[Selection]:

⁂

Part 2: A conversation with Ralf Rangnick

Hardly anyone else knows more about talent

By Luca Wodtke

Despite his great successes, Ralf Rangnick has never forgotten his roots. The “professor”, as many call him, was born in the small southern German town of Backnang. A man who has led a club from the lower leagues of German football to the UEFA Champions League in a very short time knows how to deal with talent. Rangnick is one of the greatest sports visionaries of our time.

 

We spoke about…
... how the interaction between the club and parents works
“That brings us back to the training profession. But it’s not much different in other sports and professions: if a child has great talent, he or she must have started at the age of five. And at the age of eight or nine, they must practice for countless hours a day and then learn with the best possible teachers. In principle, it’s no different with footballers. Before 2000, football was “learned” on the street. But today, street football hardly exist anymore, and it will not come back, due to social and sporting developments. The professional club that trains and develops its players has now taken its place.

Back to the parents: If a boy wants to become a professional footballer and has talent, he is usually confronted with an offer from a professional club when he is 12. It always depends on where the talent lives with his family. If the offer for FC Bayern Munich then goes to a family in Kiel, for example, the whole family has to decide together how to deal with the offer. Should the 13-14-year-old boy move 600 km on his own or will the whole family move? Will the offer be accepted at all? Of course, the boy has to want it himself, but the parents will go along with him later. In this respect, there automatically has to be a good and close relationship between the club’s sporting management, the academies, and the parents.”

⁂

[Exercise]:
Reproduce, word for word, the passage of the Rangnick interview above that opens with the words containing "We spoke about…" and closes with "taken its place.".

[Given entries]:
⁂

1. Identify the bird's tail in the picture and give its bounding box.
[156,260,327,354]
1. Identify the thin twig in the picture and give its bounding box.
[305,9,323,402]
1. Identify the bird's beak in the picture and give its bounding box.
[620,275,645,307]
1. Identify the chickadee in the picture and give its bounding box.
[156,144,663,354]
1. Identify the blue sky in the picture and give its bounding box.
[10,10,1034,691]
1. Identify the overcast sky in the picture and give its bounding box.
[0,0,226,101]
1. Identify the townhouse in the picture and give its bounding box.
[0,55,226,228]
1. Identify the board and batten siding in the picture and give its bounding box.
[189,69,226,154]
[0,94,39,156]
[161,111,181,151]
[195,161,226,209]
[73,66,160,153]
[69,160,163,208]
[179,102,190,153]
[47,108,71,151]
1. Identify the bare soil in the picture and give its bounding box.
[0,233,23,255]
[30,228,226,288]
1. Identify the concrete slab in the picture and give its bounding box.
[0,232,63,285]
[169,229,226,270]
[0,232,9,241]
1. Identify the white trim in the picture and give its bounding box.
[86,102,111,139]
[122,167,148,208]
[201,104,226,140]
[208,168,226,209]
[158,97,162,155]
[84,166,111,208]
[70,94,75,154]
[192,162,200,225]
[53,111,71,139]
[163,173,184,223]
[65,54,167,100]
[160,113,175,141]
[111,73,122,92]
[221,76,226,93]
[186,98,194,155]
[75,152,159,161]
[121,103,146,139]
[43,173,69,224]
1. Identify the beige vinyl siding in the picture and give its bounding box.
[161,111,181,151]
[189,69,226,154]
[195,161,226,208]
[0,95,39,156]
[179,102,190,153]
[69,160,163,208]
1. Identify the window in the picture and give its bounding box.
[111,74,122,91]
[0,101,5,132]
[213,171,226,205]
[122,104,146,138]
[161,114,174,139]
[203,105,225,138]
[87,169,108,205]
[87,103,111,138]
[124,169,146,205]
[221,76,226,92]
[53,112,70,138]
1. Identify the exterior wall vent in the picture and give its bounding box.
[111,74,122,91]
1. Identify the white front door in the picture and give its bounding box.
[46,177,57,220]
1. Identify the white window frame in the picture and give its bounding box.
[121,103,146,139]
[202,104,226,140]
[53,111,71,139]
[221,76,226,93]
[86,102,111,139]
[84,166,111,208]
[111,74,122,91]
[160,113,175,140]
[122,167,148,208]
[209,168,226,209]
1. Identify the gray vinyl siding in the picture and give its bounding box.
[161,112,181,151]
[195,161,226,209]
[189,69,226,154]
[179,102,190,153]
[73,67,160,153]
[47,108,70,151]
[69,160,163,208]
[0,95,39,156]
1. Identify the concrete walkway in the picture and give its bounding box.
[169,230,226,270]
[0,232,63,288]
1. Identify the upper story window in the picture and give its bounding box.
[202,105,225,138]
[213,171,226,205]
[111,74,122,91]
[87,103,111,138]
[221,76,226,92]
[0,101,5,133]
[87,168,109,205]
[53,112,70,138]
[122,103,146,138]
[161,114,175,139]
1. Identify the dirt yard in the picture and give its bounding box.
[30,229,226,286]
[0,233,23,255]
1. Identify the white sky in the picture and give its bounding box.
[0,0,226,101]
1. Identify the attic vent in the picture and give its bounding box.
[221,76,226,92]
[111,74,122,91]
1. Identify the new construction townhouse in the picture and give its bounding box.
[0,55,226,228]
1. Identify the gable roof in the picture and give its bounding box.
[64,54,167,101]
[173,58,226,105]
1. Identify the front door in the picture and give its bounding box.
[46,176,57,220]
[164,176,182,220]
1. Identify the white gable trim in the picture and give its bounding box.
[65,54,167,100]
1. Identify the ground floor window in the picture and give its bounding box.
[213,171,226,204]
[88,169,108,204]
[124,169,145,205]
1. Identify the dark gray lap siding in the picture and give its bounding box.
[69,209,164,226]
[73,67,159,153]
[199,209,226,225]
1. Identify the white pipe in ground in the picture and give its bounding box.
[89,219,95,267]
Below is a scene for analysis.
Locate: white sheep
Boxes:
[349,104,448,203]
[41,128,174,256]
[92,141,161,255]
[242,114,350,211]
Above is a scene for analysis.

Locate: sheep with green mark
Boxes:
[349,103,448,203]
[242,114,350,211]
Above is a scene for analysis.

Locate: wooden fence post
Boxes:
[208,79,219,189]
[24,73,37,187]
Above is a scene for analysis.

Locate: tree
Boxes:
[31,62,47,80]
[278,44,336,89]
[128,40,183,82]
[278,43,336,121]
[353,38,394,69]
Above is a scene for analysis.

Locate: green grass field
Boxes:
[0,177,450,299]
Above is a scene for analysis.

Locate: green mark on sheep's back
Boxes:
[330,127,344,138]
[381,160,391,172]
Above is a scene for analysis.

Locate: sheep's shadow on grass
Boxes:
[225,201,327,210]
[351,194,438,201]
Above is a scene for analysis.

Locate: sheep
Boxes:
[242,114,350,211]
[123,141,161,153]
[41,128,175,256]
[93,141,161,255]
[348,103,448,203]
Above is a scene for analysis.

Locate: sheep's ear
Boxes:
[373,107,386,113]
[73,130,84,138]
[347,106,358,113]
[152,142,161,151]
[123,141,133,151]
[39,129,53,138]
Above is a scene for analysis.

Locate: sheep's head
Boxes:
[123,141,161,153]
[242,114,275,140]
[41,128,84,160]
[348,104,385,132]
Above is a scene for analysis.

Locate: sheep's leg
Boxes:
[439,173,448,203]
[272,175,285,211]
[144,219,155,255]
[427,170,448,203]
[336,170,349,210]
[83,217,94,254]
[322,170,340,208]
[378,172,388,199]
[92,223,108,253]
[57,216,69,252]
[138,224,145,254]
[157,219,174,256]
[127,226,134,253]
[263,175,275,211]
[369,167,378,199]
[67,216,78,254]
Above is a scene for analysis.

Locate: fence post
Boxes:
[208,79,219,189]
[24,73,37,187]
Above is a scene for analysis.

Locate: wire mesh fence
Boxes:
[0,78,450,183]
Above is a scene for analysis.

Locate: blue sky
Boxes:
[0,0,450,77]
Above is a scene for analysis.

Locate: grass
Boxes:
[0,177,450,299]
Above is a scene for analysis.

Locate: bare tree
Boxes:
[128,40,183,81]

⁂

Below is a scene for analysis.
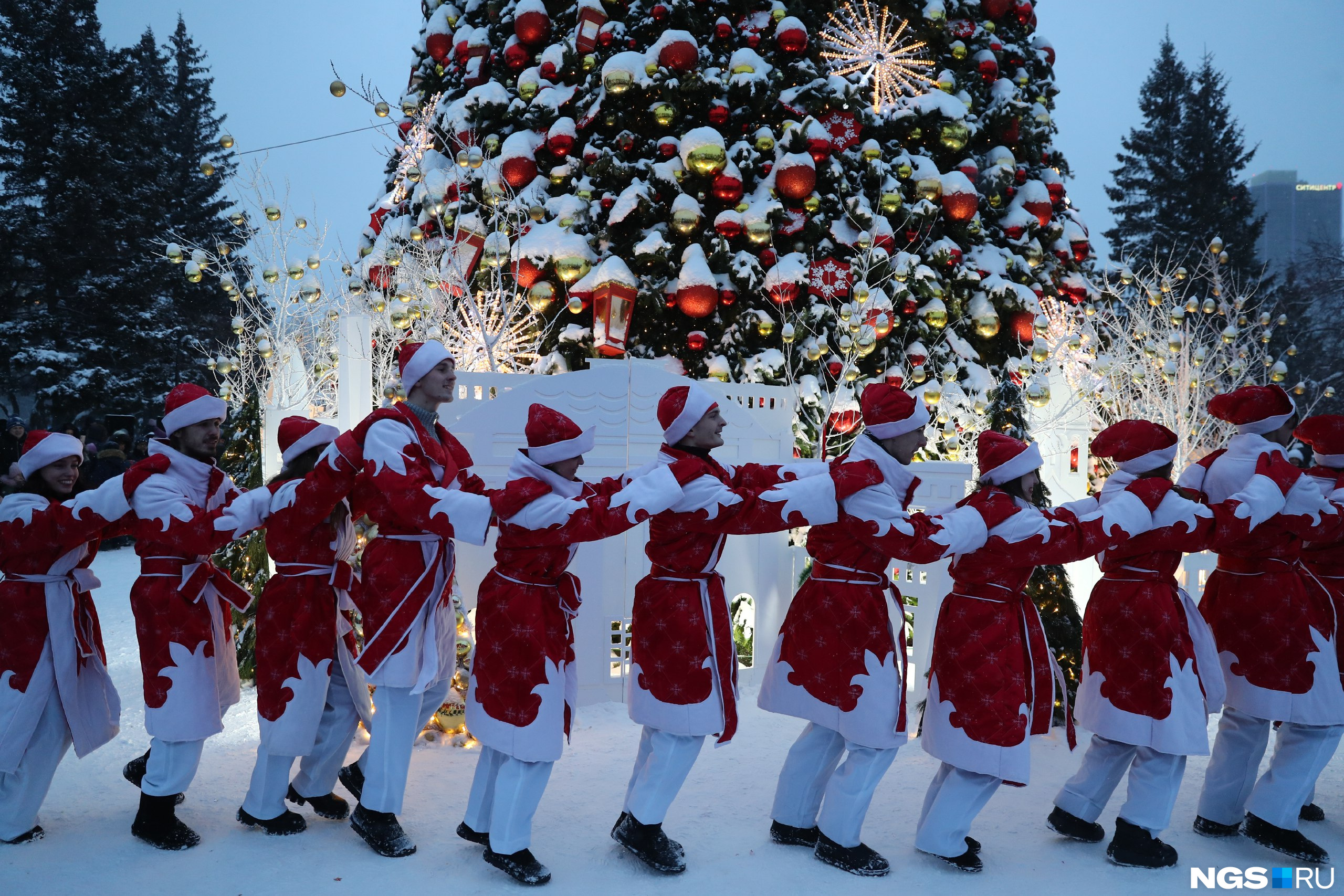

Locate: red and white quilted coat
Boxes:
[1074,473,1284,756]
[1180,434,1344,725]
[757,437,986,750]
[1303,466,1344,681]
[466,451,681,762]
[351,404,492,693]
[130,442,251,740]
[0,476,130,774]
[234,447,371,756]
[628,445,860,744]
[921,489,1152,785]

⁂

[Task result]:
We spoke about…
... how the interaction between the club and parents works
“That brings us back to the training profession. But it’s not much different in other sports and professions: if a child has great talent, he or she must have started at the age of five. And at the age of eight or nine, they must practice for countless hours a day and then learn with the best possible teachers. In principle, it’s no different with footballers. Before 2000, football was “learned” on the street. But today, street football hardly exist anymore, and it will not come back, due to social and sporting developments. The professional club that trains and develops its players has now taken its place.